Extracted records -
------------------------------------------------------------
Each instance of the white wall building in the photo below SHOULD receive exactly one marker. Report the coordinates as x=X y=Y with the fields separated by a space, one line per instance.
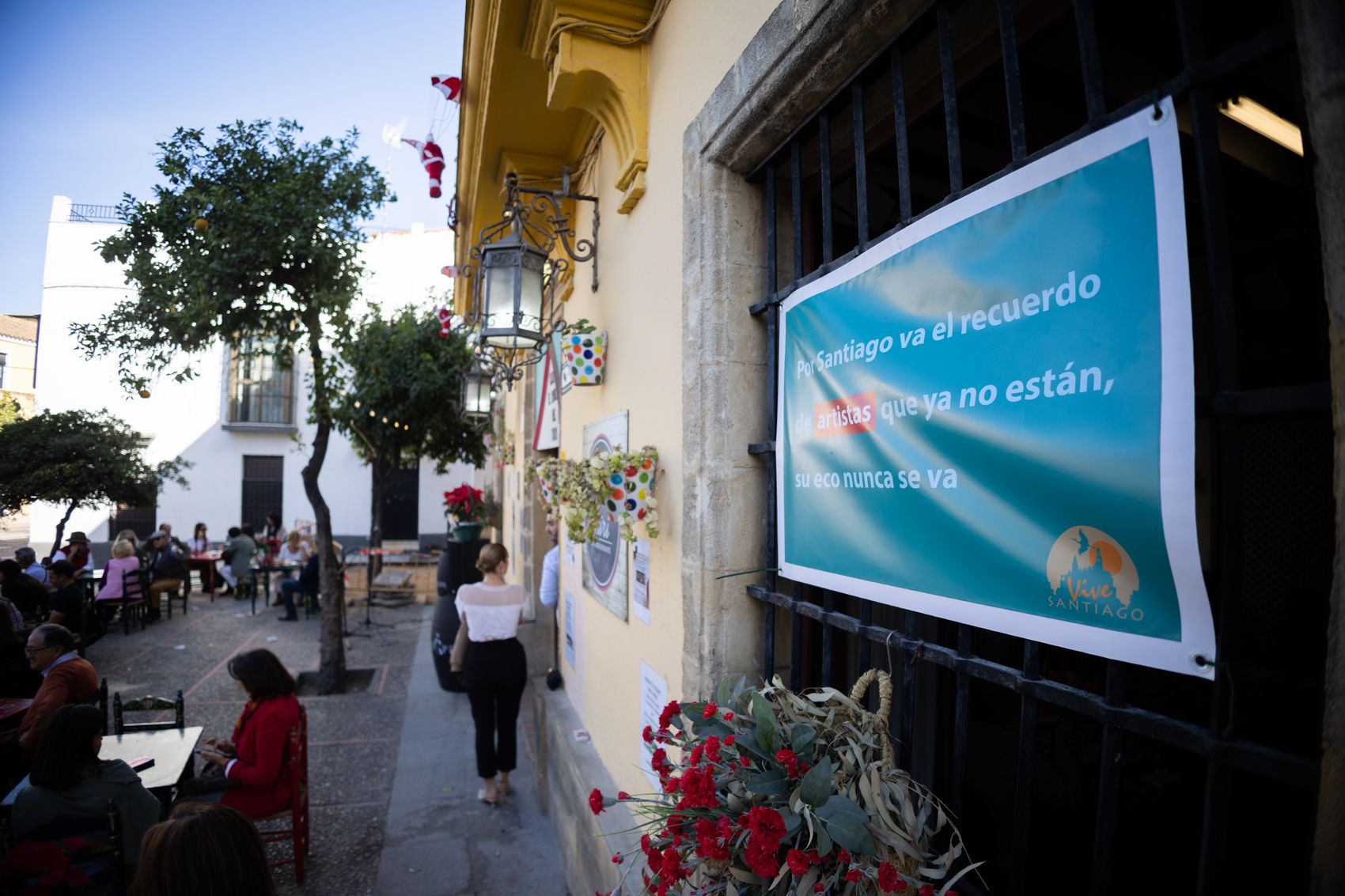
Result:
x=242 y=422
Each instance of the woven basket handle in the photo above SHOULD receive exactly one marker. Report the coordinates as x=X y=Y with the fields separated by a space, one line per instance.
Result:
x=884 y=692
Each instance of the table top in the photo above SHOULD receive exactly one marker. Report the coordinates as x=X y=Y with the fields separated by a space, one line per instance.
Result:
x=13 y=706
x=171 y=750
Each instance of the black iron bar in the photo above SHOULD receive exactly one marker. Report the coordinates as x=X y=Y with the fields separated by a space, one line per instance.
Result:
x=824 y=176
x=861 y=166
x=908 y=690
x=1013 y=84
x=1264 y=762
x=1108 y=784
x=797 y=207
x=950 y=101
x=771 y=261
x=1021 y=819
x=899 y=117
x=1085 y=26
x=960 y=709
x=828 y=637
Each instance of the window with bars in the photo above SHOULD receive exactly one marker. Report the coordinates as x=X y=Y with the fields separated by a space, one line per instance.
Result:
x=1068 y=773
x=261 y=389
x=264 y=489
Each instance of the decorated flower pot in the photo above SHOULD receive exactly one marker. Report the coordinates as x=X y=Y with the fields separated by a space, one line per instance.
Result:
x=466 y=531
x=631 y=495
x=585 y=357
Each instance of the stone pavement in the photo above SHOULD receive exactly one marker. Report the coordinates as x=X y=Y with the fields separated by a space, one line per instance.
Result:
x=354 y=747
x=440 y=840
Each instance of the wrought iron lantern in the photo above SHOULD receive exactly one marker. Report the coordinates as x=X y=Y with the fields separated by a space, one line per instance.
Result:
x=515 y=270
x=478 y=391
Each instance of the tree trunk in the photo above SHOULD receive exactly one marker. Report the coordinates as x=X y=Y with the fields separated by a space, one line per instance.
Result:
x=378 y=485
x=61 y=529
x=1321 y=51
x=332 y=667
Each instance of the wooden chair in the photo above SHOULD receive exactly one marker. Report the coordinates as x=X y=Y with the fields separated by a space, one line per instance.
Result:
x=176 y=594
x=147 y=705
x=297 y=811
x=107 y=871
x=134 y=591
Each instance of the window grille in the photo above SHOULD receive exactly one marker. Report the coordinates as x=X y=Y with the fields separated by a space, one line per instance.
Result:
x=260 y=385
x=1070 y=773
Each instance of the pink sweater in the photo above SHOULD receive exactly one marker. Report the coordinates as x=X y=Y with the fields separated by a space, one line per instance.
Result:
x=112 y=579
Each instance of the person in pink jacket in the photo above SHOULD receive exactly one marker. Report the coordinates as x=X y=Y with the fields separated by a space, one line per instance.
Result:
x=123 y=560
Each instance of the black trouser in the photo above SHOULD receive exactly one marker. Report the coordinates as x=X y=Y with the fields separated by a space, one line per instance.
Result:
x=495 y=673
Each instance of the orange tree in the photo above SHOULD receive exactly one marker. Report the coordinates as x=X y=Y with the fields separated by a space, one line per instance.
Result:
x=253 y=234
x=403 y=401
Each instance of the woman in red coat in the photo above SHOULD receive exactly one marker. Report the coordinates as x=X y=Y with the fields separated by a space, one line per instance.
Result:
x=256 y=759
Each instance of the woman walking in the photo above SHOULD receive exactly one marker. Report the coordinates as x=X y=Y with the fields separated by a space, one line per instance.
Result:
x=495 y=669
------------------------------------------------------------
Written exercise -
Quote all of the items above word for word, omitting the picture.

Exercise output -
Each instance of the white wall building in the photo below SHOULD receive exactly one marker. Report the coordinates as x=X y=Y with the fields separated by a space, one line per instance.
Result:
x=242 y=422
Each instance of the woven basket handle in the photo above SHOULD receive exactly one marker. Report the coordinates as x=X y=Y with the fields separated by a space, one line per instance.
Result:
x=884 y=692
Each instance of the table top in the photo above SHOULD receive exactly one marker. Report the coordinates as x=X y=Y with the fields separated by a space, one line per instance.
Result:
x=13 y=706
x=171 y=750
Each instance of the black iron bar in the photo above SHOULD receive exactly one marker. Report the coordinates as x=X y=Y with the fields separated by a space, one line per instance.
Result:
x=824 y=176
x=861 y=166
x=908 y=690
x=1013 y=84
x=1264 y=762
x=1108 y=784
x=797 y=207
x=950 y=101
x=771 y=261
x=1021 y=819
x=899 y=117
x=1085 y=26
x=960 y=709
x=828 y=637
Each instance of the window with bars in the photo above SHOULD receive exactly one marker. Report the coordinates as x=X y=Y with the fields separated by a space, one line per instance.
Result:
x=1068 y=773
x=261 y=389
x=264 y=489
Each instance of the decorated flower pot in the photo above SHOULD receive exactly one marker. Report the coordinates as x=X y=Y with the fields separated by a space, one line per instance.
Result:
x=466 y=531
x=631 y=495
x=585 y=357
Each instance of the stone pavement in the photo above SHOULD receive exactly one marker. Report the coordinates as x=X y=Y with the fields separated by a space, one line per instance.
Result:
x=354 y=747
x=440 y=840
Each instance of the wrought iron lantern in the photo above SHOULD receive exactly one marker. Report the coordinates as x=X y=Y with the fields separated by a space, one line per instance.
Result:
x=515 y=270
x=478 y=391
Each instance of the tree trunk in the photo above SHOULD receive exactly one marker. Report the coordinates as x=X y=Y with the fields separated by a space, one line per instance.
Result:
x=378 y=485
x=61 y=529
x=1321 y=51
x=332 y=667
Each instance of the wooden chair in the photo above SHOULD receive exactly one marker. Report the coordinates as x=X y=Y with the fields separated by a space, one line per instance.
Result:
x=176 y=594
x=147 y=705
x=297 y=811
x=107 y=871
x=134 y=591
Each instance of the window grille in the photo above SHOULD receive exactly one marker. Report the coordinates as x=X y=Y with the fields separated by a space, one line per instance.
Result:
x=260 y=385
x=1070 y=773
Each instance of the pink sweater in the photo above SHOULD receive exactly one marker. Report the coordinates as x=X y=Y with the fields separated by a space, one line per instance.
Result:
x=112 y=579
Each instance of the person in pink jacket in the photo above SHOULD receive exactly one marker. Report the coordinates as x=X y=Y with the fields separated by a space, one line per instance.
Result:
x=123 y=560
Each instance of the black trouser in the photo above SHOULD receive exactly one marker. Report the coordinates as x=X y=Y with the fields separated by a space, one line per instance.
Result:
x=495 y=673
Each instance of the orange tree in the photo above SHOULD receive exactly one marker. Report the coordinates as x=X y=Y with the fields separated by a space, one line per instance.
Result:
x=253 y=234
x=403 y=401
Each instance of the woman in red coat in the photo above SHOULD receive exactly one marker. Report the coordinates as x=X y=Y with the fields separated by a space, one line per instance.
Result:
x=256 y=759
Each instance of the woman walking in the photo above SHOULD receive exactly one marker. Report the coordinates as x=X y=Y with the fields separated by a space, one line per instance.
Result:
x=495 y=669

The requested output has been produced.